:: ASSIGNED TASK ::
For the data below, report how many lines include the word "outline", and write nothing else.

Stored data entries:
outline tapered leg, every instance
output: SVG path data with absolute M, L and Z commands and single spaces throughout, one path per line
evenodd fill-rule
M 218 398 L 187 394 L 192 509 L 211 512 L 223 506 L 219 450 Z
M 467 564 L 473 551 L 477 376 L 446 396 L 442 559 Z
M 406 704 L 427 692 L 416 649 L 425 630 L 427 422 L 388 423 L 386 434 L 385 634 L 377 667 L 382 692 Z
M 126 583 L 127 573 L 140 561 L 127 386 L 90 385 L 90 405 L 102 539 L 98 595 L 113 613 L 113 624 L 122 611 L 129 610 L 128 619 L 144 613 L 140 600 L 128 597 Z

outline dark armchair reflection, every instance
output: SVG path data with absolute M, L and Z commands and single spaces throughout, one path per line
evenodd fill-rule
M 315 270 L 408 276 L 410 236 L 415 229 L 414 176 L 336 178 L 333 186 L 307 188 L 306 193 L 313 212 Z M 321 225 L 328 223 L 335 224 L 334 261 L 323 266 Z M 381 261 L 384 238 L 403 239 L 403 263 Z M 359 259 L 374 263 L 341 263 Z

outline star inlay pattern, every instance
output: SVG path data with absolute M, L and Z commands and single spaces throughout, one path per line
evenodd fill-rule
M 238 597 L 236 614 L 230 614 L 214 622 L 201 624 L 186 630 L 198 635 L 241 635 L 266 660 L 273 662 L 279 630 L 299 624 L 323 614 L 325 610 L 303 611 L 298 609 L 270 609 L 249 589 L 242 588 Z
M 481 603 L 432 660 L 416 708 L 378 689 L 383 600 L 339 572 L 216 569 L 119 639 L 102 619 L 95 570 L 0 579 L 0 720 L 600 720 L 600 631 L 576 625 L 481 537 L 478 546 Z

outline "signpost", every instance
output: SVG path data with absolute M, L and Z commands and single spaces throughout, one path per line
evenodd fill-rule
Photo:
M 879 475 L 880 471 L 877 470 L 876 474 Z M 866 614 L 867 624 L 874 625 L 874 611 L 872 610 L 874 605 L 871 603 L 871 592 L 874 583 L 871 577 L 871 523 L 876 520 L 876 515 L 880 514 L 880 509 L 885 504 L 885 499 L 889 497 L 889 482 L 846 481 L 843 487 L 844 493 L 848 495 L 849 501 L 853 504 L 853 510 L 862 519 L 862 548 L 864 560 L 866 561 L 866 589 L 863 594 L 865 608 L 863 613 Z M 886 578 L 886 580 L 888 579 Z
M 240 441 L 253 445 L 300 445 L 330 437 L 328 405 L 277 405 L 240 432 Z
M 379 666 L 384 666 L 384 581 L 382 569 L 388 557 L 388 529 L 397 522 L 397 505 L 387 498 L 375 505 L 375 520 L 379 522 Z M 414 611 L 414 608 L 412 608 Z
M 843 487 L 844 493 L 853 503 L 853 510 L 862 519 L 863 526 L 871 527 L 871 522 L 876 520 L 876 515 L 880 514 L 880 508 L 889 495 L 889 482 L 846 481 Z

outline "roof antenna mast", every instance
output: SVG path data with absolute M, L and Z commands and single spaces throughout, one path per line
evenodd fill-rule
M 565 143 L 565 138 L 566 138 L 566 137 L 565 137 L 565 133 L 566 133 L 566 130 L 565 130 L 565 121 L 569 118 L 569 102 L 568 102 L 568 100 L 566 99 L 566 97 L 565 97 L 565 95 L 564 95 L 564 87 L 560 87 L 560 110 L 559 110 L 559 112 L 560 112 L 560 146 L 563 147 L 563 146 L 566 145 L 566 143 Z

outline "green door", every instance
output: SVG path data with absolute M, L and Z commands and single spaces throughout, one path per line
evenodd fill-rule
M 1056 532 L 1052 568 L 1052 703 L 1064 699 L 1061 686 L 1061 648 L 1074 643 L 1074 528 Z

:: WORKED SOLUTION ::
6